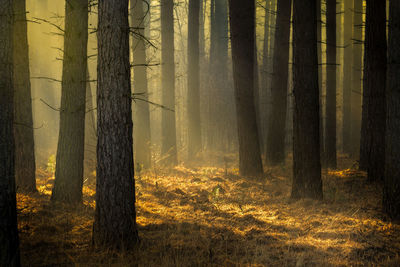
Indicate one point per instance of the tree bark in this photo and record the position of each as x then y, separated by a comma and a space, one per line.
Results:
141, 129
9, 244
193, 105
330, 123
391, 192
347, 74
279, 88
242, 24
25, 168
168, 148
115, 215
71, 141
356, 78
373, 124
306, 144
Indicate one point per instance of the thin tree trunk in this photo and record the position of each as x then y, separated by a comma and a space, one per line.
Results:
23, 121
71, 141
372, 152
356, 78
391, 192
141, 128
9, 244
194, 127
242, 37
279, 89
347, 74
265, 77
320, 77
168, 128
330, 123
115, 214
306, 145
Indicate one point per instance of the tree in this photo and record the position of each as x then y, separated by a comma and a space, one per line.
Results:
168, 123
356, 77
71, 141
242, 37
391, 192
25, 169
306, 144
330, 123
279, 88
193, 105
141, 110
115, 214
373, 124
347, 74
9, 244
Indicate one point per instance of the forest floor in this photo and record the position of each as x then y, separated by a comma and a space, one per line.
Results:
206, 216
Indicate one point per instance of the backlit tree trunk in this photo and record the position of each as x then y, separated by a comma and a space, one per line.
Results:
242, 37
168, 148
347, 74
70, 150
9, 247
372, 151
279, 88
356, 78
194, 129
306, 145
391, 192
23, 122
115, 215
141, 128
330, 123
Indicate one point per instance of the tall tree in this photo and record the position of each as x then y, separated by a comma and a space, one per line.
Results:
347, 74
356, 77
168, 122
306, 144
265, 76
319, 49
331, 67
193, 105
372, 152
391, 192
9, 244
23, 121
71, 141
115, 214
279, 88
242, 22
141, 109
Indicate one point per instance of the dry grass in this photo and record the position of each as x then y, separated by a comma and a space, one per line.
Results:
200, 216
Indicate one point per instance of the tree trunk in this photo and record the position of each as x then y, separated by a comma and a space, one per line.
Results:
306, 144
71, 141
357, 78
279, 89
9, 244
242, 37
25, 167
168, 148
347, 86
372, 152
391, 192
115, 215
141, 110
320, 77
265, 77
90, 132
193, 98
330, 123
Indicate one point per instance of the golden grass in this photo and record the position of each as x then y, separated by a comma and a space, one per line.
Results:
199, 216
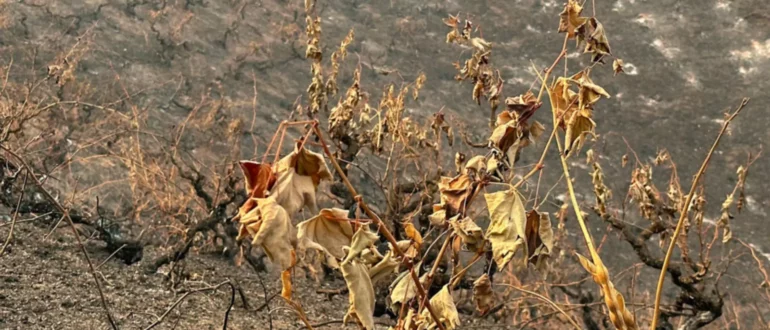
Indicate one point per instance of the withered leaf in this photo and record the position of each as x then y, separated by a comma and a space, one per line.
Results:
298, 175
259, 179
272, 230
482, 294
569, 18
596, 40
327, 232
362, 239
361, 294
507, 227
383, 268
411, 232
403, 288
471, 234
455, 192
539, 237
617, 66
445, 307
578, 126
524, 104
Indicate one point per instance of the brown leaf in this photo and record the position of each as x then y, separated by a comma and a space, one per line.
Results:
539, 237
507, 227
361, 294
286, 283
617, 66
483, 295
362, 239
386, 266
569, 18
471, 234
524, 104
272, 230
403, 288
298, 175
327, 232
412, 234
455, 192
595, 38
444, 306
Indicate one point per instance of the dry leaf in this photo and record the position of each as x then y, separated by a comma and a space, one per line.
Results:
596, 40
383, 268
298, 175
455, 192
361, 294
471, 234
286, 283
569, 18
539, 237
445, 308
617, 66
403, 288
507, 226
438, 217
327, 232
272, 230
482, 294
362, 239
412, 234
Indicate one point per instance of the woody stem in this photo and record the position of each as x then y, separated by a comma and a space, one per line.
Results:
388, 235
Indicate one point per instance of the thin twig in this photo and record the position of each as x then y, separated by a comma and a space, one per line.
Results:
188, 293
384, 229
544, 299
15, 216
684, 211
74, 232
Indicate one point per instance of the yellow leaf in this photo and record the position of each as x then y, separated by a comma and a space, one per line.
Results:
412, 233
403, 288
361, 294
362, 239
455, 192
617, 66
569, 18
286, 284
471, 234
578, 126
506, 229
444, 306
383, 268
298, 175
327, 232
539, 237
482, 294
273, 231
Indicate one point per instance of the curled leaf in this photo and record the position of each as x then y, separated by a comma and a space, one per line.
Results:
361, 294
327, 232
470, 233
507, 227
383, 268
272, 230
445, 308
298, 175
455, 192
412, 234
569, 18
403, 288
596, 40
482, 294
617, 66
539, 237
362, 239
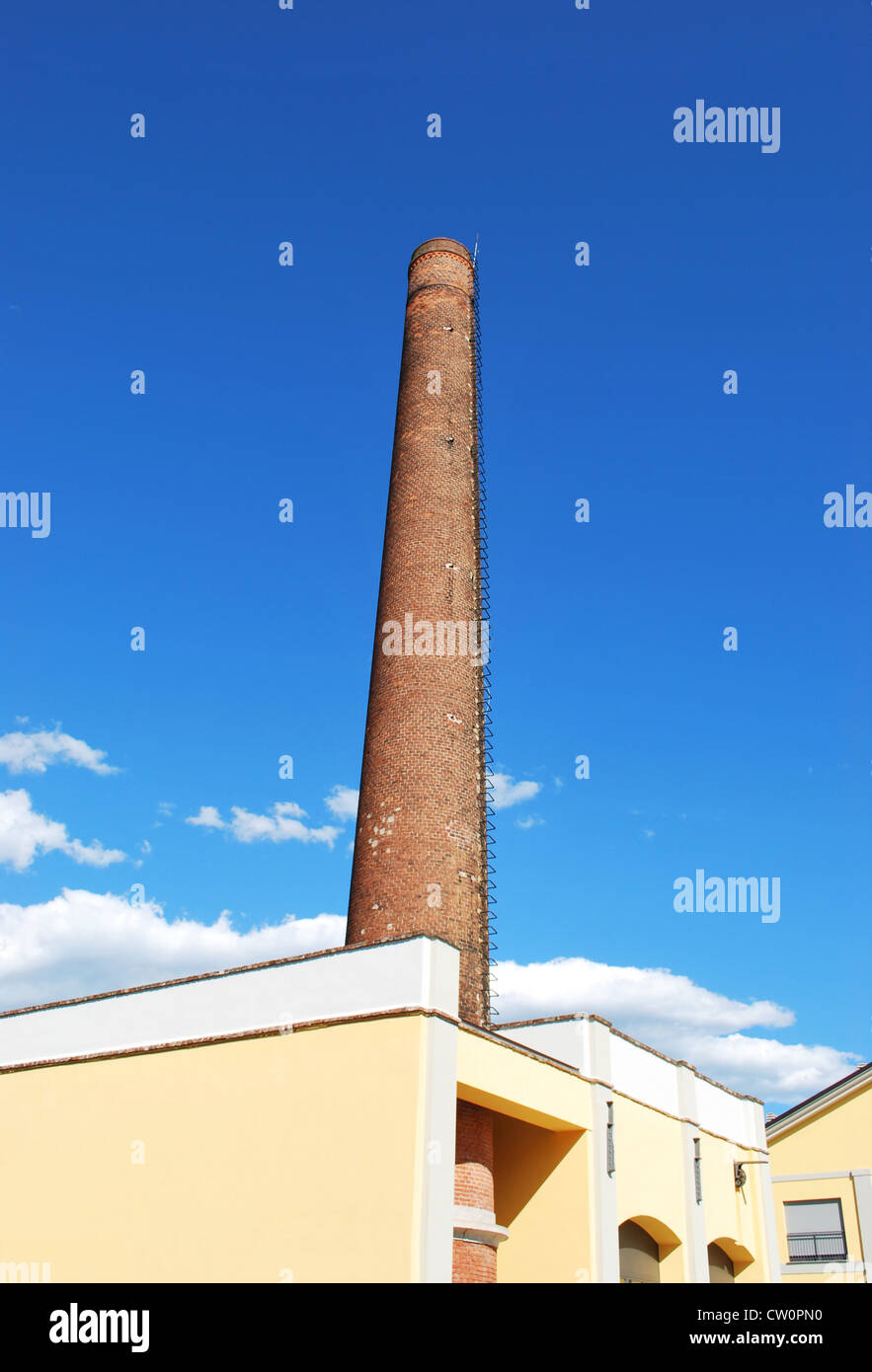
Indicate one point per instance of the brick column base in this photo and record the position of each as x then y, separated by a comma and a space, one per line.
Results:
474, 1258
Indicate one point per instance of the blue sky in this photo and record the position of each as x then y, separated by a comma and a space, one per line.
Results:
600, 382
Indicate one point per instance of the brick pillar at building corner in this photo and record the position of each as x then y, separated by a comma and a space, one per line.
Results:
421, 844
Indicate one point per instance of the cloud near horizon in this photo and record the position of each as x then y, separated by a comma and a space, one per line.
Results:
342, 801
685, 1021
281, 825
81, 943
38, 751
506, 791
24, 834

Task goal:
Before printing anything, remove the pictures; then print all the records exactly.

Reply to the exercise:
Indicate one point per instance of the tree bark in this photo and record the position of each as x then y, separated by a comma and a space, one per line.
Results:
141, 129
9, 244
193, 105
330, 123
391, 192
347, 74
279, 88
242, 24
25, 168
168, 148
115, 215
71, 141
356, 78
373, 124
306, 144
Indicate one point per instance of the thin tree trunk in this photo and record the position of each as x then y, separated by a comma and a space, one per line.
Results:
23, 121
71, 141
372, 152
356, 78
391, 192
141, 128
9, 244
194, 127
242, 37
279, 89
347, 74
265, 77
320, 77
168, 128
330, 123
115, 214
306, 145
Indicate one point per instance of the tree in this photo and record the position of each as x then y, separated by a comma and a space, one per line.
Results:
168, 123
356, 77
71, 141
242, 37
391, 192
25, 169
306, 144
330, 123
279, 88
193, 105
141, 110
115, 214
373, 124
347, 74
9, 244
Indicate one point per instance of the forest floor in this photo and record the position of each as x then y, separated by a comma and a space, one per line.
Results:
206, 216
Indicate one point per instance of the backlit tree trunk in this photo and record the position of each as x then y, separated by a comma and a space, one per line.
Results:
242, 37
168, 148
347, 74
70, 150
9, 247
372, 151
279, 88
356, 78
194, 129
306, 145
391, 192
23, 122
115, 215
141, 128
330, 123
Indicate one point per instance of the tall tree in this photo and record the position of each as x then y, separated by a comma and a space, one per line.
Results:
347, 74
356, 77
168, 122
306, 144
265, 76
319, 49
331, 67
193, 105
372, 152
391, 192
9, 244
23, 121
71, 141
115, 214
279, 88
242, 22
141, 109
Indicate one point per instance of the dry grass in this photo and record the position of each as x then y, separated by a comma and a space, one per line.
Results:
200, 216
Indicate one point per instance of the tree trunk in this photo and record the position of each as x then y, separated by a comma and a space, one per line.
Results:
306, 144
71, 141
357, 78
279, 89
9, 244
242, 37
25, 167
168, 148
347, 86
372, 152
391, 192
115, 215
141, 110
320, 77
265, 77
90, 132
193, 98
330, 123
Indicate one point per instance of the golden grass in this photo and record the position of each as x then y, separated by a comma and a space, one per line.
Results:
199, 216
Indicate one point per instance of the withered leaf in this photo and record the position of each as x then y, separated by a comma and a space, one per line.
Results:
298, 175
259, 179
272, 230
482, 294
569, 18
596, 40
327, 232
362, 239
361, 294
507, 227
383, 268
411, 232
403, 288
471, 234
455, 192
539, 237
617, 66
445, 307
578, 126
524, 104
Indicate one point per instance of the brown leaf in this photo and record the position of each as x then y, separated by a comma and a space, one per line.
Results:
539, 237
507, 227
361, 294
286, 283
617, 66
483, 295
362, 239
386, 266
569, 18
471, 234
524, 104
272, 230
403, 288
298, 175
327, 232
412, 234
455, 192
595, 38
444, 306
Indicate one point per instance of the dry leaf in this photo and record the position of each as x then y, separated by a comma and a space, one per line.
Results:
596, 40
383, 268
298, 175
455, 192
361, 294
471, 234
286, 283
569, 18
539, 237
445, 308
617, 66
403, 288
507, 226
438, 217
327, 232
272, 230
482, 294
362, 239
412, 234
Indicate one point per instance of the woody stem in this photo and record the position of each as x then y, separated by a comma and a space, one per line.
Results:
388, 235
Indicate one point per instance of the thin twig in this photo and record the position of each as x then y, separated by a comma and a space, one per line.
Results:
188, 293
384, 229
544, 299
15, 216
684, 211
74, 232
Indicate one point per instance of the yellow leaf in this photo and record the position of each as x then y, separated by a comma and a space, one per line.
Results:
412, 233
403, 288
361, 294
362, 239
455, 192
617, 66
569, 18
286, 284
471, 234
578, 126
506, 229
444, 306
383, 268
298, 175
327, 232
539, 237
482, 294
273, 231
Indicate one point per instance of the curled leaf in this photo and record the position of each as x then y, separated by a comma and a space, one per line.
Results:
361, 294
327, 232
470, 233
507, 227
383, 268
272, 230
445, 308
298, 175
455, 192
412, 234
569, 18
403, 288
596, 40
482, 294
617, 66
539, 237
362, 239
Indicate one point per instance of the brick column base in this photo and record the position of each as x then y, separated by a comma and a space, one per line.
Results:
474, 1258
Indicate one point per instance of the blue sky in this photo and record the position of each as x then y, separated by a comma and a space, one per line.
Results:
600, 382
Indicate one point per instance of the brick pillar at building corner in this photo and record the position of each as x then y, separated by a comma and a space, one per line.
Results:
421, 844
Indicate one point per instance of the cloud near horizon in this photo and record the position of each as x then y, separated by a comma and a space, one per line.
Results:
342, 801
685, 1021
281, 825
81, 943
38, 751
506, 791
24, 834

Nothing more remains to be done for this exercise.